◆ **Direction**:
Can you quote, word for word, the lines starting with the one that contains "in grey coat." and running through the end of the items below?

Object point labels:
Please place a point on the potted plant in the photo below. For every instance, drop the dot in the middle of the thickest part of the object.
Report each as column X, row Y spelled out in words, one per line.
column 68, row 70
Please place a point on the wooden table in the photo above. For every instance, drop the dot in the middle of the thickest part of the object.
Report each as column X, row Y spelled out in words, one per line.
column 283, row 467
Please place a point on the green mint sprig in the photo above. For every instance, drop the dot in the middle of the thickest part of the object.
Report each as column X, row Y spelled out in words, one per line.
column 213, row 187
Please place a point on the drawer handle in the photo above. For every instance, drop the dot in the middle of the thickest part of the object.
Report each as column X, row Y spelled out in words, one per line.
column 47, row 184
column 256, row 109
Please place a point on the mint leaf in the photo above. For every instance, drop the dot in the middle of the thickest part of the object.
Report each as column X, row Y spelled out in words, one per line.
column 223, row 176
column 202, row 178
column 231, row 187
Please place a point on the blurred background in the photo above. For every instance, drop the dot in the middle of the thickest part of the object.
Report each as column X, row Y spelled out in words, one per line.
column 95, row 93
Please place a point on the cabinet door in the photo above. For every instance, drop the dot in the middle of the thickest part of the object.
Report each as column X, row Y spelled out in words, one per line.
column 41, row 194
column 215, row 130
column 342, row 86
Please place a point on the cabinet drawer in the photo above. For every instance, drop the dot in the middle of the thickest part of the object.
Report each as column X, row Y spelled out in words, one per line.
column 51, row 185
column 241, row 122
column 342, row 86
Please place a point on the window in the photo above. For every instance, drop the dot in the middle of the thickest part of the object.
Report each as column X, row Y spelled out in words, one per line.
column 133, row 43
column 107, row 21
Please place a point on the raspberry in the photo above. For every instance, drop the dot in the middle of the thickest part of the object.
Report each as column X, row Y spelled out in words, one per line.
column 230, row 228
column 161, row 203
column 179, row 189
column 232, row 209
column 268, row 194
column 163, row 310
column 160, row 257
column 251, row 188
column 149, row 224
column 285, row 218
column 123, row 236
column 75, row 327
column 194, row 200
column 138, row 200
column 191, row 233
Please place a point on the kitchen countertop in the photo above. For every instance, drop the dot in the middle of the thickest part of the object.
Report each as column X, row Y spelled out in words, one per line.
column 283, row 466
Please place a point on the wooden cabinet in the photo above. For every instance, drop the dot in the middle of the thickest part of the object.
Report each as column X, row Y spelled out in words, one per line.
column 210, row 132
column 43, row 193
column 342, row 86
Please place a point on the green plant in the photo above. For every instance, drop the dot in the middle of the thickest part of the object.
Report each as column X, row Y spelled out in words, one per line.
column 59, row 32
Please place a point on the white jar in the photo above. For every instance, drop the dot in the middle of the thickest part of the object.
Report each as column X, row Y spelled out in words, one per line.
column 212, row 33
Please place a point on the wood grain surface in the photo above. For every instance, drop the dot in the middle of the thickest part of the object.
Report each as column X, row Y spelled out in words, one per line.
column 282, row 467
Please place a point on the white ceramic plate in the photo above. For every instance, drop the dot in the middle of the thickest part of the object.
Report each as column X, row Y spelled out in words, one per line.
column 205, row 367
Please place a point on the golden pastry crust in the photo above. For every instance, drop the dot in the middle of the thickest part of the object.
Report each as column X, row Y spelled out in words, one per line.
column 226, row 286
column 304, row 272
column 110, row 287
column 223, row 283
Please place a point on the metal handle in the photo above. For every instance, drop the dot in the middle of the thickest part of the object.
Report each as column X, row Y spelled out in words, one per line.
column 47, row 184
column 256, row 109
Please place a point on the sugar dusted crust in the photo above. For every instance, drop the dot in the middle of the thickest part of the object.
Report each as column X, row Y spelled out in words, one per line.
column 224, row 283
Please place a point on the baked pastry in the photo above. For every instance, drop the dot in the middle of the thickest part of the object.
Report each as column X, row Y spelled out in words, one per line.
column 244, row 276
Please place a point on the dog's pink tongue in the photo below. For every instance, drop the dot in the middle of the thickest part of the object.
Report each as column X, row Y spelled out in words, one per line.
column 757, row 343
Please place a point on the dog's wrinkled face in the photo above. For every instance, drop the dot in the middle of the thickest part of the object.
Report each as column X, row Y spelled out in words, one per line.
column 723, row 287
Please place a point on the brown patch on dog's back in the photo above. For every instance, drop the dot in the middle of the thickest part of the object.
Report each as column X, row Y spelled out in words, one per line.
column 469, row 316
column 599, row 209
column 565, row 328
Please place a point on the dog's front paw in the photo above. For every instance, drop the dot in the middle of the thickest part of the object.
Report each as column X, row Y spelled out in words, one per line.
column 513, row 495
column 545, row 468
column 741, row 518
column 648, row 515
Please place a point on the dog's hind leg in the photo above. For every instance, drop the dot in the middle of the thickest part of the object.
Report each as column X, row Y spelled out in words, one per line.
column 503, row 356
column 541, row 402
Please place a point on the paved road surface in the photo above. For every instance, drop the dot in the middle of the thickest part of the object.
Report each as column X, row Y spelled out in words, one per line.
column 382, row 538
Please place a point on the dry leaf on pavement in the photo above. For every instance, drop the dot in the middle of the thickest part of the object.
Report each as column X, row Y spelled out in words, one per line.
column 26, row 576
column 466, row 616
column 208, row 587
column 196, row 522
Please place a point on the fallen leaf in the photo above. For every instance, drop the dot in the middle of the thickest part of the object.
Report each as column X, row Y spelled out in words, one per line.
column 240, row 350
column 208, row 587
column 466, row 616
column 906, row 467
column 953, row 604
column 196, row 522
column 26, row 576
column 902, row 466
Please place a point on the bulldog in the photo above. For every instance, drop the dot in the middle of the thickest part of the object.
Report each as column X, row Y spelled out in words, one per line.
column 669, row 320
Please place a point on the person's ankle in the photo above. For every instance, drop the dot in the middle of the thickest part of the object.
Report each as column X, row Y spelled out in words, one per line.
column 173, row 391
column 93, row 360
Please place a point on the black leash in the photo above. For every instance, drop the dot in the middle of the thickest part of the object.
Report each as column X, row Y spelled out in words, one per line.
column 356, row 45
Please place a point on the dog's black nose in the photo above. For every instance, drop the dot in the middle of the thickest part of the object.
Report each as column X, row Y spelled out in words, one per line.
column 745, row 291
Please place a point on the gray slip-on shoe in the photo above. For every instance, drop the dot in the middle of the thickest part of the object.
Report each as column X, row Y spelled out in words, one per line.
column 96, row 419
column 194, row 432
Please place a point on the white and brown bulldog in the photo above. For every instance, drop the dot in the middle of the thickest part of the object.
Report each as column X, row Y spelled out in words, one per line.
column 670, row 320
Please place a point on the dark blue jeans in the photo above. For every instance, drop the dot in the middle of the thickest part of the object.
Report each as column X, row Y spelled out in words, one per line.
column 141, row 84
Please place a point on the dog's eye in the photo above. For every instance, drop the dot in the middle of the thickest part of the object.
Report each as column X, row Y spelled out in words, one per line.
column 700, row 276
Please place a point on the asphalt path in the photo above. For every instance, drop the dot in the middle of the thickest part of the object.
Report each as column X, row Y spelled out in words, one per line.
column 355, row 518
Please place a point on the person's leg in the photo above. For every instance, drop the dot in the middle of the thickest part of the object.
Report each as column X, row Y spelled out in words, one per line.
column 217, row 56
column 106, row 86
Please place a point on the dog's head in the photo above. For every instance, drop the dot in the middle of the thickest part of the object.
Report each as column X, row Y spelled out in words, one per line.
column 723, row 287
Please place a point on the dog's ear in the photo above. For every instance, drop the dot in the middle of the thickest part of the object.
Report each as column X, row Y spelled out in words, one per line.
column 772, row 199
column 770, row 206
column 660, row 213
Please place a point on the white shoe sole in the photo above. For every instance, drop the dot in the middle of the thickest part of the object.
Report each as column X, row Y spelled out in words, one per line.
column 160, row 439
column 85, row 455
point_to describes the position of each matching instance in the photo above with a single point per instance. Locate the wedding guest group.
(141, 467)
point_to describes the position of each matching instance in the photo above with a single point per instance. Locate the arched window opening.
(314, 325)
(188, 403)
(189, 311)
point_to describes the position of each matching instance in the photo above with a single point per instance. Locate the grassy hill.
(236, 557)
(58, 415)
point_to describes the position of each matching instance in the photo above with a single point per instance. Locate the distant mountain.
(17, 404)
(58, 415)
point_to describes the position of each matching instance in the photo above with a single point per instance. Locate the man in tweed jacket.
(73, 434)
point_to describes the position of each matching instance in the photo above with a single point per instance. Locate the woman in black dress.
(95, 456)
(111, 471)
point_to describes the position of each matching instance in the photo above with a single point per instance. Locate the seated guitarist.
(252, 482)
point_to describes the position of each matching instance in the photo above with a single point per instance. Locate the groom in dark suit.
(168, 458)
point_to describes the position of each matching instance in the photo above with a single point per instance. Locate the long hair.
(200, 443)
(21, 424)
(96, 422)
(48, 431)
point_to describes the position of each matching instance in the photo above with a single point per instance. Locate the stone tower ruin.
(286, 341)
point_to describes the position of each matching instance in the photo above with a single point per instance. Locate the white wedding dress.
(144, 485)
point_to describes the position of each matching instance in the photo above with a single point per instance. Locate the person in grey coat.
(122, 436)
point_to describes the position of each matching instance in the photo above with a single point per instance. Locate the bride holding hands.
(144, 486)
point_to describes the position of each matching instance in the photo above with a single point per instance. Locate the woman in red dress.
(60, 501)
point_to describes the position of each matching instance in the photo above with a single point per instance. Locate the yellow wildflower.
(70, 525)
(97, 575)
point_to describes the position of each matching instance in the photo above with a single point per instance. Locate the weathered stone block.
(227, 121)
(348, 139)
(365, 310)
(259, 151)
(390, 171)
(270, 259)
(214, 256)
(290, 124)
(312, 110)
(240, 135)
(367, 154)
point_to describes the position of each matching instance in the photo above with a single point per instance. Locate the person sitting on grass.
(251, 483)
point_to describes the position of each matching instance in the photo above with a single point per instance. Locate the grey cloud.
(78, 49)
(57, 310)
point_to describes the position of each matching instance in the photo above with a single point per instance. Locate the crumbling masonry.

◆ **Task answer**:
point_to describes the position of each matching instance in the photo above with a single point per instance. Locate the person in grey coat.
(122, 436)
point_to describes the position of each matching instance in the photo above with a single point per instance. Locate the bride holding hands.
(144, 486)
point_to describes the position of each matching instance in the photo above with a single point per instance. Locate the woman in red dress.
(60, 501)
point_to describes the position of each matching instance in the photo above with a single point per instance. Locate the yellow wildflower.
(70, 525)
(97, 575)
point_to describes the position of each matching instance in the photo above with a single point per instance. Locate the weathered stone block.
(227, 121)
(348, 139)
(365, 310)
(259, 151)
(390, 171)
(270, 259)
(214, 256)
(290, 124)
(312, 110)
(240, 135)
(367, 154)
point_to describes the position of each matching instance in the photo above with a single point per instance. Locate the person sitting on grass.
(251, 483)
point_to describes the position of each matching instance in the photo above with a single point per instance. Locate the grey cloud.
(78, 49)
(57, 310)
point_to describes the position of each matching instance in the photo above with a single point per instance. Locate the crumbling masonry.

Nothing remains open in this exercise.